"""

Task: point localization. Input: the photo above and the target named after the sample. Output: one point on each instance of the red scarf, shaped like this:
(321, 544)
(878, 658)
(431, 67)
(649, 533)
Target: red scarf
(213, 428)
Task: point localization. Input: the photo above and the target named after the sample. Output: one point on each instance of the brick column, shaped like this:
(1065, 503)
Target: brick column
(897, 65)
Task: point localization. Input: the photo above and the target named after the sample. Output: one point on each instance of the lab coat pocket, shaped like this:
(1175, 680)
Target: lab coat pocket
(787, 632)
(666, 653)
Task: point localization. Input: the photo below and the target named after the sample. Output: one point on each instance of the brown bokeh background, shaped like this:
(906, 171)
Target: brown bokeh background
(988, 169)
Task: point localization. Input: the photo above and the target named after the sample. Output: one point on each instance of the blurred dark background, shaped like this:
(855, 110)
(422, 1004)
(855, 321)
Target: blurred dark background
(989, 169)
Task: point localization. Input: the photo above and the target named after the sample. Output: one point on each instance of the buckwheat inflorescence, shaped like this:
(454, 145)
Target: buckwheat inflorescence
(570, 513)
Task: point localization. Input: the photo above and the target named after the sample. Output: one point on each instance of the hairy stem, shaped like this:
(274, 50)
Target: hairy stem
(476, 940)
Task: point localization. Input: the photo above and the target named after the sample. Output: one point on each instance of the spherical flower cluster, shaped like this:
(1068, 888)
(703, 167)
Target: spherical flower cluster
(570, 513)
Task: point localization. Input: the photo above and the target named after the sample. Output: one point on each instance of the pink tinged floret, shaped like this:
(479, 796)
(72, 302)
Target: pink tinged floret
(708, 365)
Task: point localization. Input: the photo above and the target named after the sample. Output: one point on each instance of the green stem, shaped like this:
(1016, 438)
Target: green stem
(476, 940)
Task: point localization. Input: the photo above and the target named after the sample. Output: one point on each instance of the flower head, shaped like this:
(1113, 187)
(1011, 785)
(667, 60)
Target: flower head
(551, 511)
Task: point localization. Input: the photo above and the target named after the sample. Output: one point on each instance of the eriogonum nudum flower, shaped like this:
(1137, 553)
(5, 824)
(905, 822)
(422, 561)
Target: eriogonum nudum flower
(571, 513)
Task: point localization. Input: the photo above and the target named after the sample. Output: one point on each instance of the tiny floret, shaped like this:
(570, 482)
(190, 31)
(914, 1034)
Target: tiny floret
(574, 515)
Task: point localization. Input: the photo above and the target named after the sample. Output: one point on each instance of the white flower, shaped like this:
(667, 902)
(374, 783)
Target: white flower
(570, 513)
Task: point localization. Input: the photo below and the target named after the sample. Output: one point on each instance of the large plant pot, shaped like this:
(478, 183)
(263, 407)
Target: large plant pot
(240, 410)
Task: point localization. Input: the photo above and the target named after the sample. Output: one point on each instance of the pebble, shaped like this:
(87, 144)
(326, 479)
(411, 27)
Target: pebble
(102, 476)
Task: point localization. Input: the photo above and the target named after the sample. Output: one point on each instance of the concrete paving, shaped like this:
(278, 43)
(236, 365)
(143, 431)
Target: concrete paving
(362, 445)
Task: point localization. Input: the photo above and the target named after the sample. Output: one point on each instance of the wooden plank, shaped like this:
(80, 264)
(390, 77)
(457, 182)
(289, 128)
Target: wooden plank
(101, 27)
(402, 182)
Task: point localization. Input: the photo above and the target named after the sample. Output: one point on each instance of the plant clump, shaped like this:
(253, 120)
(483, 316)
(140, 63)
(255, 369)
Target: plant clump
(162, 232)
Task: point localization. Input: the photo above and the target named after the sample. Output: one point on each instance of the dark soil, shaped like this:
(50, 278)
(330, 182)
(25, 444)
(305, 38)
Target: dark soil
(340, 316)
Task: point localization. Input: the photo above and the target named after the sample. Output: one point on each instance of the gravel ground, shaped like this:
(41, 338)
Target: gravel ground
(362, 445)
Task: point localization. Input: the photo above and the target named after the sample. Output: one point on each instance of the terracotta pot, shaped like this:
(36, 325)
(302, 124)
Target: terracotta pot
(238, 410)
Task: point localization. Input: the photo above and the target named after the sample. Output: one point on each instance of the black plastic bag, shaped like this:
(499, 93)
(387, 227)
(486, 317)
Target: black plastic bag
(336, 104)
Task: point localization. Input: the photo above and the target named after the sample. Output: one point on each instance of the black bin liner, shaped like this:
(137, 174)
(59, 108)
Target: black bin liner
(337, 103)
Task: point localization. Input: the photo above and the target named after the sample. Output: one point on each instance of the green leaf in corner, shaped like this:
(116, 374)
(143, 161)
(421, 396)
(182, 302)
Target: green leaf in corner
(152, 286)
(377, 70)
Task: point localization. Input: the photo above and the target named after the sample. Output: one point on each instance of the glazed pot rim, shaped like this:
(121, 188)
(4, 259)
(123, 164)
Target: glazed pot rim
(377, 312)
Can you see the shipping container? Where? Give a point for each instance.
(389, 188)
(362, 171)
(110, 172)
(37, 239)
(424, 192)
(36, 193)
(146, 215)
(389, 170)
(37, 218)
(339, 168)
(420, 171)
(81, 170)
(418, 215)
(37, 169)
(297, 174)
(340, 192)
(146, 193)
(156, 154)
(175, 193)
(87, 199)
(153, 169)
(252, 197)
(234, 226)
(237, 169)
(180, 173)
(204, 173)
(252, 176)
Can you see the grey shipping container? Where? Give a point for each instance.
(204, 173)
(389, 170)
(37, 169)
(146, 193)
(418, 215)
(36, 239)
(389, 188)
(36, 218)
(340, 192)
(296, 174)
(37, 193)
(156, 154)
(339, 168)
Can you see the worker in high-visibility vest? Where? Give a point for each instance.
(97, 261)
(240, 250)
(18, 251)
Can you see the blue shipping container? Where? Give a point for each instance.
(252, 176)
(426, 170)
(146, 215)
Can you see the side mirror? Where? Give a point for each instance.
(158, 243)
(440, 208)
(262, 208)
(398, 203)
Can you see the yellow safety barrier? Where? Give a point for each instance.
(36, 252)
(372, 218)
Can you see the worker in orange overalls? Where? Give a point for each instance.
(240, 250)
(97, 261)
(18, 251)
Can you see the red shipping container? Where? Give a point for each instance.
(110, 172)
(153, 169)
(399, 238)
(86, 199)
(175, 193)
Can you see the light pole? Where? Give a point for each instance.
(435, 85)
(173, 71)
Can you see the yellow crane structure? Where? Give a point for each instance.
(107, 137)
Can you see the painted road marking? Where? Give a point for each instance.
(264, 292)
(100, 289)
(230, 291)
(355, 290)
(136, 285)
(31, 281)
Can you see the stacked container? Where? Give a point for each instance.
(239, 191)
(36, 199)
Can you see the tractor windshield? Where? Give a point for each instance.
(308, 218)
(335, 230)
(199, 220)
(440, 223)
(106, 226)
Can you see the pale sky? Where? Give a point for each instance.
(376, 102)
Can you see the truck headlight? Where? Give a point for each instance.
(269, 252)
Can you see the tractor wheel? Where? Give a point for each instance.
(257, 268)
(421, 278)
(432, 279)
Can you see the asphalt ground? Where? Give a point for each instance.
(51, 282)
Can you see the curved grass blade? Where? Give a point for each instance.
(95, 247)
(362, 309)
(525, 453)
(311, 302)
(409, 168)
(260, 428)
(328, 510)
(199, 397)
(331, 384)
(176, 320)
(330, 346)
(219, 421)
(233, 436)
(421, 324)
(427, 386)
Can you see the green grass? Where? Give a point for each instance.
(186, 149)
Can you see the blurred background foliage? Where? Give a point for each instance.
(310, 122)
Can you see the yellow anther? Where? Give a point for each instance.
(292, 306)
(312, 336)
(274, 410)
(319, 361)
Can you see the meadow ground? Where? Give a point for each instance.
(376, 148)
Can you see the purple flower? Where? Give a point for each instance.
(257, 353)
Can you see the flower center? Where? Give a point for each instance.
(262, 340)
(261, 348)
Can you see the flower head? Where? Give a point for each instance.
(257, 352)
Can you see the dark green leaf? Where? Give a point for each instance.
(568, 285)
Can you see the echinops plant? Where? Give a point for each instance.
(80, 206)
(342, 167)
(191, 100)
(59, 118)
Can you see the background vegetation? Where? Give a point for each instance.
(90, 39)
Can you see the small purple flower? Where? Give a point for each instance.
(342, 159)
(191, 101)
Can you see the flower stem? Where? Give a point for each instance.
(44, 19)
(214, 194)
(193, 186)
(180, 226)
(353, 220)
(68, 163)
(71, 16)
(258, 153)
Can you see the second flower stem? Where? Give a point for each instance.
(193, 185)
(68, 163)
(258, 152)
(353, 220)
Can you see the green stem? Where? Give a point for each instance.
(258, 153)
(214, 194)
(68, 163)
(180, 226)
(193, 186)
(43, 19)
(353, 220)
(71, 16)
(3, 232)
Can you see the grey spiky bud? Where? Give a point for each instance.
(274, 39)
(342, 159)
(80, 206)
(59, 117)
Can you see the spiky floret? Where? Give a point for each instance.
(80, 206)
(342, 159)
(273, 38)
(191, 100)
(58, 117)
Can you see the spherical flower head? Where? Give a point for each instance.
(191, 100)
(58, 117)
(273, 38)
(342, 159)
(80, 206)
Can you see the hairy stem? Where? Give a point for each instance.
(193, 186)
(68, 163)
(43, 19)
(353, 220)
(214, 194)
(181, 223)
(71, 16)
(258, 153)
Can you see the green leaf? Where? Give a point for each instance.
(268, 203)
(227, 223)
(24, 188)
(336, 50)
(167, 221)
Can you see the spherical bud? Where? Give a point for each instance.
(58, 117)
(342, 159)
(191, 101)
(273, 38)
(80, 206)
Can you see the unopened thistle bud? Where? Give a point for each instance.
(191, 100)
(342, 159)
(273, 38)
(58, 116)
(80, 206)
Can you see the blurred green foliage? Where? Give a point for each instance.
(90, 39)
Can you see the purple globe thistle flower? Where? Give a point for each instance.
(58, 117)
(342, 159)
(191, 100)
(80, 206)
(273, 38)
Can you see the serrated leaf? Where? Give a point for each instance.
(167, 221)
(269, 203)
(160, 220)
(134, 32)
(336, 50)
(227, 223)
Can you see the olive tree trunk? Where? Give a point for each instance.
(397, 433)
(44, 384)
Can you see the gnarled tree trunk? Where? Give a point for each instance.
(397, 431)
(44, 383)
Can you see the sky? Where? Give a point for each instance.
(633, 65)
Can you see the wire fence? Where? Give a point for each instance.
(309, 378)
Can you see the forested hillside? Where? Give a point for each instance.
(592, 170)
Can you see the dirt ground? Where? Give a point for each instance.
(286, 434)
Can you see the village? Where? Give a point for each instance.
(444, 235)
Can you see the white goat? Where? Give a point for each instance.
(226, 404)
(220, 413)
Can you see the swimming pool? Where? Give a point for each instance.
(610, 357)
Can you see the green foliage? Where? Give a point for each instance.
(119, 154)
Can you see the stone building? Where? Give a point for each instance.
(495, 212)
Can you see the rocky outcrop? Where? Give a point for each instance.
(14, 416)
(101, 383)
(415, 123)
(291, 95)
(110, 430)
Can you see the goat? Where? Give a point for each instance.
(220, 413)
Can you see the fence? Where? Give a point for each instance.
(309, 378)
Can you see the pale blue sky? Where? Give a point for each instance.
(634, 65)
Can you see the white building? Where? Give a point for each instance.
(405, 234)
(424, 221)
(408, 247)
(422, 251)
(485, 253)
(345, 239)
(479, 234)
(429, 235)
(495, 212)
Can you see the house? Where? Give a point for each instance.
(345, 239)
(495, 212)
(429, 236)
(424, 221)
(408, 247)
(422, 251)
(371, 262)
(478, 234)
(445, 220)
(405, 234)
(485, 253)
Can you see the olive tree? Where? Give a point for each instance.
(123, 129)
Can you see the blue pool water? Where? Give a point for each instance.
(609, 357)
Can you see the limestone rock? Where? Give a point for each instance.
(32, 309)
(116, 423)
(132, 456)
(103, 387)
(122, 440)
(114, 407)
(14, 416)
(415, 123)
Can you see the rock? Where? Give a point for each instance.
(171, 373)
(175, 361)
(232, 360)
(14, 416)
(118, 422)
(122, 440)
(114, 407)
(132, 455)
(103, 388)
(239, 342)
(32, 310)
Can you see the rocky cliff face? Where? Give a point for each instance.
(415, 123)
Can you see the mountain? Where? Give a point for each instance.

"""

**Required work:** Turn the lines of the data above, from the line that contains "Can you see the rocky cliff" through the end of the data, inclusive, into a JSON list of strings with one string per line and no blank lines.

**The reply:**
[
  "Can you see the rocky cliff face? Where? Give a point for each instance.",
  "(415, 123)",
  "Can you see the mountain? Where? Give a point for each instance."
]